- **你的目标**
下面的数据里，有多少行包含字符串“black”？区分大小写，只需给出行数。

- **所给数据**
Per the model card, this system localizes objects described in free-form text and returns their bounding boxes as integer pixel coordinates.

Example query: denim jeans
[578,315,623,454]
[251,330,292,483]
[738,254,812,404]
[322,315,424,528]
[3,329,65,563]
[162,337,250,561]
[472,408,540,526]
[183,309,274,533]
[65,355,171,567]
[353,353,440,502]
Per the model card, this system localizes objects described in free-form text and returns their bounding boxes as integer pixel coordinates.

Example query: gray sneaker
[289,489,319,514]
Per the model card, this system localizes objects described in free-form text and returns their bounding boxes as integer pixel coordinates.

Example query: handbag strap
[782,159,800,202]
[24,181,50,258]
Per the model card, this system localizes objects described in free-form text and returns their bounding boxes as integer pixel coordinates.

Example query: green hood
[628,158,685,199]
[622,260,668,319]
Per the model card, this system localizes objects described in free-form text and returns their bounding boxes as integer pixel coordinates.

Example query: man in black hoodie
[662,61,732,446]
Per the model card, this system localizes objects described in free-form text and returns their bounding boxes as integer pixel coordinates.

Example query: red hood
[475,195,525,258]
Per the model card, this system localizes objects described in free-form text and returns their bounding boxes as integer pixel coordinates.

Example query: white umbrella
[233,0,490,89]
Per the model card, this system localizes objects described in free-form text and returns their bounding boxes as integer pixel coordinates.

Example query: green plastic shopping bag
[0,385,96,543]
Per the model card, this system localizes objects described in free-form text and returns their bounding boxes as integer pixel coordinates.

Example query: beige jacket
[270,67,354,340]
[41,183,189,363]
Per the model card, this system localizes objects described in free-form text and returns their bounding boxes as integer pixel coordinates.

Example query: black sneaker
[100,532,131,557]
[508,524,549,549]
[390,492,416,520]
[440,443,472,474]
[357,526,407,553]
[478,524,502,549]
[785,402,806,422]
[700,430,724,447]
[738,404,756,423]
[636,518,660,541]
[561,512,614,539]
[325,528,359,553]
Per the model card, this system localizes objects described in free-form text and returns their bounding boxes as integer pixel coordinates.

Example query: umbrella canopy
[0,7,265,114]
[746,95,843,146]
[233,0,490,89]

- **书面回答**
2